§ **Direction**
Copy out all of the material below, substituting "location" for every "whereabouts" and keeping everything else the same.

§ **Supplied information**

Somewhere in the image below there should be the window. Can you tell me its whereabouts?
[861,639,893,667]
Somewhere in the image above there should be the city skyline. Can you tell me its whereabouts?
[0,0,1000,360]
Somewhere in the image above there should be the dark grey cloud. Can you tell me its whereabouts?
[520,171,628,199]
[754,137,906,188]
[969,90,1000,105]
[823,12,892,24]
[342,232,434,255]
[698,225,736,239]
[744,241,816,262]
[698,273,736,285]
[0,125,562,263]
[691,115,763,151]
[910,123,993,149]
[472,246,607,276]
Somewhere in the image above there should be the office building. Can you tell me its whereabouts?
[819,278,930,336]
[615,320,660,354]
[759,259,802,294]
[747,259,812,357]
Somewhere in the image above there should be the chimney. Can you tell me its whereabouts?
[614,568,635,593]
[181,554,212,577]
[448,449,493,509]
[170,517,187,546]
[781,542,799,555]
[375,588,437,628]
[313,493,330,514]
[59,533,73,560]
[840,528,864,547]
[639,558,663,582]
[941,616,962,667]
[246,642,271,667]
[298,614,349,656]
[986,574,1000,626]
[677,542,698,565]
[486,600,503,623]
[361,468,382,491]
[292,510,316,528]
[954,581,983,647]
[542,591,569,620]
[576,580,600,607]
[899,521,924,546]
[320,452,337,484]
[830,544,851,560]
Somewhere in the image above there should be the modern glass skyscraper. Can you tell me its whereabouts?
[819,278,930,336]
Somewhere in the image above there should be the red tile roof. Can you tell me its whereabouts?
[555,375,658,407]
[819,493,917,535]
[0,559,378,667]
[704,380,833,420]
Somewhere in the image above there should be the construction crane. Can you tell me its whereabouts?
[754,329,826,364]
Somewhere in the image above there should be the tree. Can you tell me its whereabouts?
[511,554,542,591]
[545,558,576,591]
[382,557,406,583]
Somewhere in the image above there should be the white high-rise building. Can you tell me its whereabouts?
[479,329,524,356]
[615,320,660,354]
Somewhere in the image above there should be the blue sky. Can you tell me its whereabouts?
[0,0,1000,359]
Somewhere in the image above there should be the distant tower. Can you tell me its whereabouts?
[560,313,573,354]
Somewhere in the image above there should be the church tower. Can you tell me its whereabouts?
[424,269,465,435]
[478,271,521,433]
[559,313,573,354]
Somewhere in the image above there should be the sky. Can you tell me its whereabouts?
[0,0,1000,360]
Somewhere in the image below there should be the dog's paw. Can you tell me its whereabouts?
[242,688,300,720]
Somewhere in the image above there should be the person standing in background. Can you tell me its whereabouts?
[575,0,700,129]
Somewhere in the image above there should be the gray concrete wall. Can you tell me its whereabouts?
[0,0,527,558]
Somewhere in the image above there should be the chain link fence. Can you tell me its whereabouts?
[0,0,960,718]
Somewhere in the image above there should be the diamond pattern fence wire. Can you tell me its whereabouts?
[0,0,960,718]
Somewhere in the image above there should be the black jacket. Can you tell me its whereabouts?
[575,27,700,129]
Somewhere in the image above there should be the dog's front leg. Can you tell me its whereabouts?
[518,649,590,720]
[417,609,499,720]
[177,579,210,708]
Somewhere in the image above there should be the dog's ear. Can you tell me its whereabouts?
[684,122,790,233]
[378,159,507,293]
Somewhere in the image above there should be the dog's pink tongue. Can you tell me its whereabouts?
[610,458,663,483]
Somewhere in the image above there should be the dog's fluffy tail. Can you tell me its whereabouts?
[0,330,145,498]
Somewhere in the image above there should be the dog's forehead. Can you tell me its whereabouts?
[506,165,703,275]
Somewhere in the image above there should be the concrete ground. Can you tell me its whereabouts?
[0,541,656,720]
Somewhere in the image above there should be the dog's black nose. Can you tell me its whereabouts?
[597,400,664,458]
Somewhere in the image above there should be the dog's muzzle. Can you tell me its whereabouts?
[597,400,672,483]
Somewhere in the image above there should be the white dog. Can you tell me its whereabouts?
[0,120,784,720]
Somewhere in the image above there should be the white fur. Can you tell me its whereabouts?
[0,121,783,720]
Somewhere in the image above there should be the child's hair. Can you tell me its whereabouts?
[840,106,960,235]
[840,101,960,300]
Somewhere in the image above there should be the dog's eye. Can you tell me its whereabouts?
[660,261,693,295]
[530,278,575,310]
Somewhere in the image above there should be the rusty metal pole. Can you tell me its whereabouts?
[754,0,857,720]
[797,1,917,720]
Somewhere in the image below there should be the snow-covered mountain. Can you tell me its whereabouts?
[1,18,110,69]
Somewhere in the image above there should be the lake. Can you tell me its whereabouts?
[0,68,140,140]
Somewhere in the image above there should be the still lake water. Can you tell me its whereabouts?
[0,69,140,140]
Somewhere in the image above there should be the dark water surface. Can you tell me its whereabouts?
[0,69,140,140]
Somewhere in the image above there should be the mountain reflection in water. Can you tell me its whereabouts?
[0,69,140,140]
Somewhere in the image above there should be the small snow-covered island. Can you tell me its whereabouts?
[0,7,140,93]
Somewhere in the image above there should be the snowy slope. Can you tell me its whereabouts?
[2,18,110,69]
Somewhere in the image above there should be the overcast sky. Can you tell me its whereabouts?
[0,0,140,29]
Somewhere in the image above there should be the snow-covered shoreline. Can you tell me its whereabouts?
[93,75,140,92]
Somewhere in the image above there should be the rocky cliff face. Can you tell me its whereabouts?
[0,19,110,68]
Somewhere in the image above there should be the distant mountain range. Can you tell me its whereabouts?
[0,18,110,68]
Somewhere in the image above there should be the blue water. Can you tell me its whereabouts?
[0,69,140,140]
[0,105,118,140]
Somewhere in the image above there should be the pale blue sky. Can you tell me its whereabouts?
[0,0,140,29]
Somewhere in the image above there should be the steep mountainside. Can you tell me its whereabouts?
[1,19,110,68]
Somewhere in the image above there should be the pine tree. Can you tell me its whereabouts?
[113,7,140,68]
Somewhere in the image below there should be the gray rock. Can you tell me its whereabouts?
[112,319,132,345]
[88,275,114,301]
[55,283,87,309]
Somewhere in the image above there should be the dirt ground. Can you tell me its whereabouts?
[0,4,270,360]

§ **Output of the task**
Somewhere in the image below there should be the window. Can you tell me its location?
[861,639,893,667]
Somewhere in the image above there should be the city skyline. Can you tell me its location?
[0,0,1000,360]
Somewhere in the image above there should be the dark grey cloud. Can you tell me its location?
[520,171,628,199]
[754,137,906,188]
[969,90,1000,105]
[823,12,892,24]
[342,232,434,255]
[698,225,736,239]
[744,241,816,262]
[698,273,736,285]
[0,125,562,263]
[691,115,763,151]
[910,123,993,149]
[472,246,607,276]
Somewhere in the image above there should be the office building. Can you tell me its location?
[819,278,930,336]
[615,320,660,354]
[759,259,802,294]
[747,259,812,357]
Somewhere in the image above there should be the chimney. Can you tell me its location?
[614,568,635,593]
[181,554,212,577]
[448,449,493,509]
[170,517,187,546]
[781,542,799,555]
[375,588,437,628]
[313,493,330,514]
[59,533,73,560]
[840,528,864,547]
[639,558,663,582]
[941,616,962,667]
[246,642,271,667]
[298,614,349,656]
[986,574,1000,626]
[677,542,698,565]
[486,600,503,623]
[361,468,382,491]
[292,510,316,528]
[954,581,983,647]
[542,591,569,620]
[576,580,600,607]
[899,521,924,546]
[320,452,337,484]
[830,544,851,560]
Somewhere in the image above there should be the modern glass skyscraper. Can you tell me its location?
[819,278,930,336]
Somewhere in the image above there should be the red tile roof. Can you tell me its location?
[555,375,658,407]
[819,493,917,535]
[0,559,378,667]
[704,380,833,420]
Somewhere in the image above there should be the construction crane. Can you tell me its location?
[754,329,826,364]
Somewhere in the image above there should be the tree. Can you tell me its location?
[511,554,542,591]
[545,558,576,591]
[382,557,406,583]
Somewhere in the image above there should be the white high-rise building. Can you tell me its location?
[479,329,524,356]
[615,320,660,354]
Somewhere in the image above there should be the blue sky. Can you tell me its location?
[0,0,1000,359]
Somewhere in the image above there should be the distant tower. Can you tell me its location?
[560,313,573,354]
Somewhere in the image above there should be the church tower. Can you tell me its location?
[424,269,465,435]
[478,271,521,433]
[559,313,573,354]
Somewhere in the image above there should be the sky. Can you tell me its location?
[0,0,1000,360]
Somewhere in the image below there should be the dog's paw. Can you tell me its location?
[242,688,300,720]
Somewhere in the image above there should be the person standing in background. Can you tell me its location?
[575,0,700,129]
Somewhere in the image above there should be the gray concrete wall. Can you tell me its location?
[0,0,527,558]
Somewhere in the image above there should be the chain link fence. Can you tell me its location?
[0,0,960,718]
Somewhere in the image above there should be the diamond pattern fence wire. Can you tell me its location?
[0,0,960,718]
Somewhere in the image above there should be the black jacket. Can you tell me its location?
[575,27,700,129]
Somewhere in the image above there should be the dog's front leg. Can you tell me its location?
[518,649,590,720]
[417,609,499,720]
[177,579,210,708]
Somewhere in the image above there should be the dog's ear. Can you tell me its location?
[684,122,790,233]
[378,159,507,293]
Somewhere in the image above there should be the dog's pink tongue. Can you tell me its location?
[610,458,663,483]
Somewhere in the image above there should be the dog's fluffy tail. Can you tell me its location?
[0,330,145,498]
Somewhere in the image above there should be the dog's forehead. Can you tell me its location?
[506,165,703,275]
Somewhere in the image above there should be the concrete ground. Can you tell me its location?
[0,541,656,720]
Somewhere in the image above there should be the dog's black nose. Can you tell me its location?
[597,400,664,458]
Somewhere in the image above there should be the dog's muzzle. Can you tell me its location?
[597,400,672,483]
Somewhere in the image above there should be the white dog. Can you tell me its location?
[0,120,784,720]
Somewhere in the image above there should be the white fur. Can you tell me its location?
[0,121,783,720]
Somewhere in the image above there should be the child's hair. Can you tell me its location?
[840,106,960,235]
[840,101,960,300]
Somewhere in the image above there should be the dog's eye. Can you tell me its location?
[660,261,693,295]
[530,278,575,310]
Somewhere in the image above there should be the rusty metal pole. Can you tell me its location?
[754,0,857,720]
[797,1,917,720]
Somewhere in the image below there should be the snow-covered mountain. Can you tell me its location?
[1,18,110,69]
Somewhere in the image above there should be the lake. Can you tell me its location?
[0,68,140,140]
Somewhere in the image above there should be the still lake water. Can you tell me its location?
[0,69,140,140]
Somewhere in the image above there should be the dark water surface. Can you tell me its location?
[0,69,140,140]
Somewhere in the image above there should be the mountain reflection in water. Can you tell me its location?
[0,69,140,140]
Somewhere in the image above there should be the small snow-covered island. Can you tell me its location?
[0,7,140,93]
Somewhere in the image above there should be the snowy slope. Can you tell me its location?
[2,18,110,69]
Somewhere in the image above there should be the overcast sky. Can you tell me its location?
[0,0,140,29]
Somewhere in the image above there should be the snow-covered shoreline. Can you tell me its location?
[93,75,140,92]
Somewhere in the image above there should be the rocky cliff face. Can you tell me its location?
[0,19,110,68]
Somewhere in the image above there should be the distant mountain range. Can you tell me its location?
[0,18,110,68]
Somewhere in the image above there should be the blue water. Can you tell me its location?
[0,69,140,140]
[0,105,118,140]
Somewhere in the image above there should be the pale blue sky. Can you tell me its location?
[0,0,140,29]
Somewhere in the image above there should be the steep mountainside. Can you tell me its location?
[1,19,110,68]
Somewhere in the image above there should be the pine tree. Can you tell me its location?
[113,7,140,68]
Somewhere in the image below there should be the gray rock. Can you tell me its location?
[112,319,132,345]
[88,275,114,301]
[55,283,87,309]
Somewhere in the image above there should be the dirt ground. Can you tell me its location?
[0,4,270,360]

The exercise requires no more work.